TRY IT: This exercise calls for every line of the listing below that contains the word "flower".
----
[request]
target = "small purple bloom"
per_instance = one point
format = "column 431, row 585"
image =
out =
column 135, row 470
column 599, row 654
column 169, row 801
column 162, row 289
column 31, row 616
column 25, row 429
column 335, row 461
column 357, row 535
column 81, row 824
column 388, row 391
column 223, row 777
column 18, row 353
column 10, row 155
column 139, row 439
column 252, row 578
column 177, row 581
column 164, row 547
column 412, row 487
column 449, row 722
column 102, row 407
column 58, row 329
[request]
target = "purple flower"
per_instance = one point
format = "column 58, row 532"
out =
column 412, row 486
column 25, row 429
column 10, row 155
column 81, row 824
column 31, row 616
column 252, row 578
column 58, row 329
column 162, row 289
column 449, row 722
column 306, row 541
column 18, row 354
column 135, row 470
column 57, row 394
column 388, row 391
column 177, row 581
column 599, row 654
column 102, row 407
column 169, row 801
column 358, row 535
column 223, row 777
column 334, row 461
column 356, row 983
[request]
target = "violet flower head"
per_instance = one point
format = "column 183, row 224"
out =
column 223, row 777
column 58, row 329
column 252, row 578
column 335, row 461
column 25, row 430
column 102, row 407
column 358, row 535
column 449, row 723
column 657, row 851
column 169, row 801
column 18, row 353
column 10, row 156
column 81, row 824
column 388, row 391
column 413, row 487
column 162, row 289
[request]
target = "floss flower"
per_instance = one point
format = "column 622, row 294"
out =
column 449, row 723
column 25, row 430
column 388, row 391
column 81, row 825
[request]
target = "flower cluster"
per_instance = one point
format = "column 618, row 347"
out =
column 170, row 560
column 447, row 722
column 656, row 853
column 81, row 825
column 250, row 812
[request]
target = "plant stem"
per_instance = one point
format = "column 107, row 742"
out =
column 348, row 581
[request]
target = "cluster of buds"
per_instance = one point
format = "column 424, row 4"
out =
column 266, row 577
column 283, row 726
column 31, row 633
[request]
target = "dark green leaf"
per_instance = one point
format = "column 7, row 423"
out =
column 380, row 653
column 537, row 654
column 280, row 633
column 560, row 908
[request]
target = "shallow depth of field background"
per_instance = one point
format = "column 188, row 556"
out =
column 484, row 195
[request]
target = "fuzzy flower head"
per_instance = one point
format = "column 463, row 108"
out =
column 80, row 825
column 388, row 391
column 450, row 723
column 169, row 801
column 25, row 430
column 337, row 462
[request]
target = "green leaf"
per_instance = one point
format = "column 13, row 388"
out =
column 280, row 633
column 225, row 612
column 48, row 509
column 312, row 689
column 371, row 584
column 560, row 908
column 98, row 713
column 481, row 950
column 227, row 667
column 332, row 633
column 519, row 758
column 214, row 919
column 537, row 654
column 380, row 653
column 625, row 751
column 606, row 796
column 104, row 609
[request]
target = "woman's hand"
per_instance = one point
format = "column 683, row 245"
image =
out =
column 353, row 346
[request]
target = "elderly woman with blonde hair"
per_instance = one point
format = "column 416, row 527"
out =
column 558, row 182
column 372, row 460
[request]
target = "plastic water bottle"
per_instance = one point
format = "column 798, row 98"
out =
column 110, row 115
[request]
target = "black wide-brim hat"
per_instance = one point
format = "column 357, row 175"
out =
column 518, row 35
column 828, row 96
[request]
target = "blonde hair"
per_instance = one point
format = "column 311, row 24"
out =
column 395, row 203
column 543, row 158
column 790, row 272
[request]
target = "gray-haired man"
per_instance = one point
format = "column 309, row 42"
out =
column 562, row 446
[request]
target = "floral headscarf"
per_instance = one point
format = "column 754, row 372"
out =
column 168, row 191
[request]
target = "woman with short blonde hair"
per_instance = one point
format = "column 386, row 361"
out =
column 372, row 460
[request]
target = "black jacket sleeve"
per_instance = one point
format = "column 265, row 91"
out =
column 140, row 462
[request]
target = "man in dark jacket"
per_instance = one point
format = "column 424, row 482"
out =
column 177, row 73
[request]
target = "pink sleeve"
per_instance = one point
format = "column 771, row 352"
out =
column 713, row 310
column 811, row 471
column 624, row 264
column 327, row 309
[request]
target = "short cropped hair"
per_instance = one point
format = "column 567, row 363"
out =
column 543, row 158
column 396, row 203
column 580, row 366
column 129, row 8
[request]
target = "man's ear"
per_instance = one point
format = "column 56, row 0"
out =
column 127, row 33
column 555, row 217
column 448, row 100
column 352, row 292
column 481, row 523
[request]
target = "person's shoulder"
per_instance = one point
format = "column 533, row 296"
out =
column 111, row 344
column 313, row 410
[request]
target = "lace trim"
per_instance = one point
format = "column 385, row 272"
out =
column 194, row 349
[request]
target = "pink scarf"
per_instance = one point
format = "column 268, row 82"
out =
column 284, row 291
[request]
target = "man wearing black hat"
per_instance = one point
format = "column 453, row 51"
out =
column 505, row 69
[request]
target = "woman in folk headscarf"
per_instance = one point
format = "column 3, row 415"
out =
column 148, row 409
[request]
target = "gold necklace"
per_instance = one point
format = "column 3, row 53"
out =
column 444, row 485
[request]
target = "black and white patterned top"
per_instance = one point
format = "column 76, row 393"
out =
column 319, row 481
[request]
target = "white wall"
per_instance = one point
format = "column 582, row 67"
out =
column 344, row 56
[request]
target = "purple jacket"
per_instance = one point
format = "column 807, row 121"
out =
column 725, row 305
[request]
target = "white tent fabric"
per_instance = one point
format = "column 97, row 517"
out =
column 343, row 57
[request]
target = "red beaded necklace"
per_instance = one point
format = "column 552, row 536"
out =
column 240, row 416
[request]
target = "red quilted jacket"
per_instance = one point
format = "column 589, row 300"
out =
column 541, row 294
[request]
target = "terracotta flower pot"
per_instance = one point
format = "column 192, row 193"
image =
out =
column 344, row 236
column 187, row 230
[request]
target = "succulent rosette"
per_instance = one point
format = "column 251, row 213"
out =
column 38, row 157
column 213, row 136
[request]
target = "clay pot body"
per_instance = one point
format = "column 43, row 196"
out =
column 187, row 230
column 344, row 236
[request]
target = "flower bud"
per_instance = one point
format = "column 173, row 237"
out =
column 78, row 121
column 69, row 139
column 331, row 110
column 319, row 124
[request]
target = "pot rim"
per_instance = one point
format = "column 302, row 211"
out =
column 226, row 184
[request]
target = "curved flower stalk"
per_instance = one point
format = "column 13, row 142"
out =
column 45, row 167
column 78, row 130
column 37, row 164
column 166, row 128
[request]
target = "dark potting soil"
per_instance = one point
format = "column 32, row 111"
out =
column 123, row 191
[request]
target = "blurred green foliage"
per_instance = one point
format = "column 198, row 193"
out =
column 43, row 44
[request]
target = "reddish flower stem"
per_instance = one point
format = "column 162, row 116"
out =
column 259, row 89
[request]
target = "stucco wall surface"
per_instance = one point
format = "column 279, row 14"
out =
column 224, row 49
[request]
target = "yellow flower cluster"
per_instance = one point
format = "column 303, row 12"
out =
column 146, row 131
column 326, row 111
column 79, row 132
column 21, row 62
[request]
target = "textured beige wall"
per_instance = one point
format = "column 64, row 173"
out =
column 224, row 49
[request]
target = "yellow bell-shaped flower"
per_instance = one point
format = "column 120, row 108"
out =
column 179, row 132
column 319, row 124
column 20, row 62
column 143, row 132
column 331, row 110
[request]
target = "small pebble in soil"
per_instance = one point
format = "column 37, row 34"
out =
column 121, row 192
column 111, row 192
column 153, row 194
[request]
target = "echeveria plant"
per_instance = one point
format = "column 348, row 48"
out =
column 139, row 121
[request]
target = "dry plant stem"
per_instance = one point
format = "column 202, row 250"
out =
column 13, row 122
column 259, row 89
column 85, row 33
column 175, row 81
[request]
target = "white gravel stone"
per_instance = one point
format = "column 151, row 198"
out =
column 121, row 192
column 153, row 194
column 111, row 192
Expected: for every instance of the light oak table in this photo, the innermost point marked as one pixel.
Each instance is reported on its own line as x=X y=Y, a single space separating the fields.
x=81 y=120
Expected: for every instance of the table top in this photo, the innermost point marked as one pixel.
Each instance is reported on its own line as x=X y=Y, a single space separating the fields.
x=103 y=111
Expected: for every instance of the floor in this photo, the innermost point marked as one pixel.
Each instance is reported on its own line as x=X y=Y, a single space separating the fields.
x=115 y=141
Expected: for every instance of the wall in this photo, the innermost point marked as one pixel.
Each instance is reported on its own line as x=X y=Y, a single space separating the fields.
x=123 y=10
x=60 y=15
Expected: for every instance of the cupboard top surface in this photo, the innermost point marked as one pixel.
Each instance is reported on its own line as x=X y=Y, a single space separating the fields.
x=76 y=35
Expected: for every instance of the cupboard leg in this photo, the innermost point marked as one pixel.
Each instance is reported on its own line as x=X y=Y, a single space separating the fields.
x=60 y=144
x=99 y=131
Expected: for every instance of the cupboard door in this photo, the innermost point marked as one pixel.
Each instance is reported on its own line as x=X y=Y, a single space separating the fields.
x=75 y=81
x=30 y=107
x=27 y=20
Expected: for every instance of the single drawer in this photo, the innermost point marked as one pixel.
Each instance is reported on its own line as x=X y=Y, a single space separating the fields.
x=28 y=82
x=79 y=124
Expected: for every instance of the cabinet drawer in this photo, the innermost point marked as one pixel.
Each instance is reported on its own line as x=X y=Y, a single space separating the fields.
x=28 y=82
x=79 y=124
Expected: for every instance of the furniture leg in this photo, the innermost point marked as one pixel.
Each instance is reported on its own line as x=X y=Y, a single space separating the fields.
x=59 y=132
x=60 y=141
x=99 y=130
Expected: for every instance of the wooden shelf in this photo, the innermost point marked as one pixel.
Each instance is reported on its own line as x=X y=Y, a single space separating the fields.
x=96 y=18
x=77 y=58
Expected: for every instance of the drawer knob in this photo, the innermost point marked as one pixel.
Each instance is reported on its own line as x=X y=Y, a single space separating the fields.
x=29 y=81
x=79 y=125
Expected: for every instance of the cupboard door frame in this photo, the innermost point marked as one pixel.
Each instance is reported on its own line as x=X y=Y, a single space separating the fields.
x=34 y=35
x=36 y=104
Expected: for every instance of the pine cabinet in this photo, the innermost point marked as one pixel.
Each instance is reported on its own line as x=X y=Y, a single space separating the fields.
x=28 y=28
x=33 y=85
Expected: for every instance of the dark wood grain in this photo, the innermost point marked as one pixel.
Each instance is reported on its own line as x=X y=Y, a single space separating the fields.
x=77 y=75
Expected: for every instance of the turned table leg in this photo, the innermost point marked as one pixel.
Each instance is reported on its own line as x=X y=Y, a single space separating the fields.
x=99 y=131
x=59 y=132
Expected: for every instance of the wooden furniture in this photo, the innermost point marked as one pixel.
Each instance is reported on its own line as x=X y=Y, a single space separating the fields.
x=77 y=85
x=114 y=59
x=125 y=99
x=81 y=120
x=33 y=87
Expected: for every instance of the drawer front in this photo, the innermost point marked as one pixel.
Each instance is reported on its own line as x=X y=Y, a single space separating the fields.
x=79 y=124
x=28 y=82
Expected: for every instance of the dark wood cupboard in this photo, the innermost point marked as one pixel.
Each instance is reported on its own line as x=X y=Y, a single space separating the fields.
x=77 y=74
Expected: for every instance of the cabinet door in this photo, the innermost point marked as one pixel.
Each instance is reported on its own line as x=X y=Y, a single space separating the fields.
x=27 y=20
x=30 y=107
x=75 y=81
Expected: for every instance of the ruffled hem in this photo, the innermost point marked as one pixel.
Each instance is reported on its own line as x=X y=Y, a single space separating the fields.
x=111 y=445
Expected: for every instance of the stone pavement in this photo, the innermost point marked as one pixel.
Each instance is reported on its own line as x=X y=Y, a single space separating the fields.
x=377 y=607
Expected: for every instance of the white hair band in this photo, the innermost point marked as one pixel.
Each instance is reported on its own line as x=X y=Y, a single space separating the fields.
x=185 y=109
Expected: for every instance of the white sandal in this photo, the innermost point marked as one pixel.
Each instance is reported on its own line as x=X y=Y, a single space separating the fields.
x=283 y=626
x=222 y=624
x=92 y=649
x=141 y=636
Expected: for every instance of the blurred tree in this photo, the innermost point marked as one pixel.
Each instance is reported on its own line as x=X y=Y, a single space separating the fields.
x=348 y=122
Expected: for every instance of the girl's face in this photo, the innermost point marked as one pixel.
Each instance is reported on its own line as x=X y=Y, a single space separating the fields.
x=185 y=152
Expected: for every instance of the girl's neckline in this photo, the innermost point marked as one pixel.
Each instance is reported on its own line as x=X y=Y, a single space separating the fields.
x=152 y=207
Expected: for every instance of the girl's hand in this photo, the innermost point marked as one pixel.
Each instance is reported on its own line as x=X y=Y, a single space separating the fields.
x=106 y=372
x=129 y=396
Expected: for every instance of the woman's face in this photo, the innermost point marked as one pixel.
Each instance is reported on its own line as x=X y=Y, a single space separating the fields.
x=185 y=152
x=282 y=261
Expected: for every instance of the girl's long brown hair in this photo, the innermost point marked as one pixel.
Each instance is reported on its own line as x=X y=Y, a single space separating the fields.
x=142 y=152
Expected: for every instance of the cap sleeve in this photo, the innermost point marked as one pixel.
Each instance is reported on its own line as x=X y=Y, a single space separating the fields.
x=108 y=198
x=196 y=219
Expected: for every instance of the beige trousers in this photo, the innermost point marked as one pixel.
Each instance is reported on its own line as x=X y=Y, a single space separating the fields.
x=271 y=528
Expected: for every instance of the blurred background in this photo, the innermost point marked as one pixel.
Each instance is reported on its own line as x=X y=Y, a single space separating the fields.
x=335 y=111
----
ANSWER BOX:
target = "purple flower"
target = "violet flower head"
target = "floss flower"
target = "flower cluster"
target = "fuzzy flower head"
target = "terracotta flower pot"
target = "flower bud"
target = "curved flower stalk"
target = "reddish flower stem"
target = "yellow flower cluster"
target = "yellow bell-shaped flower"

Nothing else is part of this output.